GIVEN ENTRIES -
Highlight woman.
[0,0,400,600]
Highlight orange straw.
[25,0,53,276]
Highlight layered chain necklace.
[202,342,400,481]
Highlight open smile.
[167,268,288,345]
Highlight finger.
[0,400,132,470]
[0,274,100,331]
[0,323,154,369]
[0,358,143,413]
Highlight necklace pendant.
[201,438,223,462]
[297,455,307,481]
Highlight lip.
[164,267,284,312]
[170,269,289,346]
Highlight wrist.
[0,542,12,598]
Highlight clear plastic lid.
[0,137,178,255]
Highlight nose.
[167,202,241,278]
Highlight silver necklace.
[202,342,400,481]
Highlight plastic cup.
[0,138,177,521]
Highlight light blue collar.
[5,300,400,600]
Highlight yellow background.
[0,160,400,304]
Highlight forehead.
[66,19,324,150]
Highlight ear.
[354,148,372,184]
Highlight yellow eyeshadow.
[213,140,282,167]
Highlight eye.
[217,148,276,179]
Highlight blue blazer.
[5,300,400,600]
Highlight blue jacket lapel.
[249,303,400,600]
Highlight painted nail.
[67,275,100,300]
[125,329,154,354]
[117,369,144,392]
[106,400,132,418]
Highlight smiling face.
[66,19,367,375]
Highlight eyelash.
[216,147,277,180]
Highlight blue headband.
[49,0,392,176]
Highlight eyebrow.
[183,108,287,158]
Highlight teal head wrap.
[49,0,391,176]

REQUIREMENT - Can you lay out all of the data above as a JSON list of strings, one string per line, with blank lines omitted?

WRITTEN ANSWER -
[
  "Highlight woman.",
  "[0,0,400,600]",
  "Highlight orange straw.",
  "[25,0,53,276]",
  "Highlight layered chain necklace.",
  "[202,342,400,481]",
  "Highlight open smile.",
  "[167,268,288,345]",
  "Highlight finger.",
  "[0,400,132,470]",
  "[0,274,100,331]",
  "[0,323,154,369]",
  "[0,358,143,413]",
  "Highlight necklace pendant.",
  "[201,438,223,462]",
  "[297,455,307,481]",
  "Highlight lip.",
  "[164,267,284,312]",
  "[170,269,289,346]",
  "Highlight wrist.",
  "[0,542,12,598]",
  "Highlight clear plastic lid.",
  "[0,137,178,255]",
  "Highlight nose.",
  "[167,202,241,278]",
  "Highlight silver necklace.",
  "[202,342,400,481]",
  "Highlight plastic cup.",
  "[0,138,177,521]",
  "Highlight light blue collar.",
  "[5,300,400,600]",
  "Highlight yellow background.",
  "[0,160,400,304]",
  "Highlight forehead.",
  "[66,19,324,150]",
  "Highlight ear.",
  "[354,148,372,184]",
  "Highlight yellow eyeshadow.",
  "[213,140,282,167]",
  "Highlight eye.",
  "[217,148,276,179]",
  "Highlight blue blazer.",
  "[5,300,400,600]",
  "Highlight blue jacket lapel.",
  "[249,303,400,600]",
  "Highlight painted nail.",
  "[67,275,100,300]",
  "[125,329,154,354]",
  "[117,369,144,392]",
  "[106,400,132,418]",
  "Highlight smiling face.",
  "[66,19,367,375]",
  "Highlight eyelash.",
  "[216,147,277,180]",
  "Highlight blue headband.",
  "[49,0,392,176]",
  "Highlight eyebrow.",
  "[183,108,287,158]",
  "Highlight teal head wrap.",
  "[49,0,391,176]"
]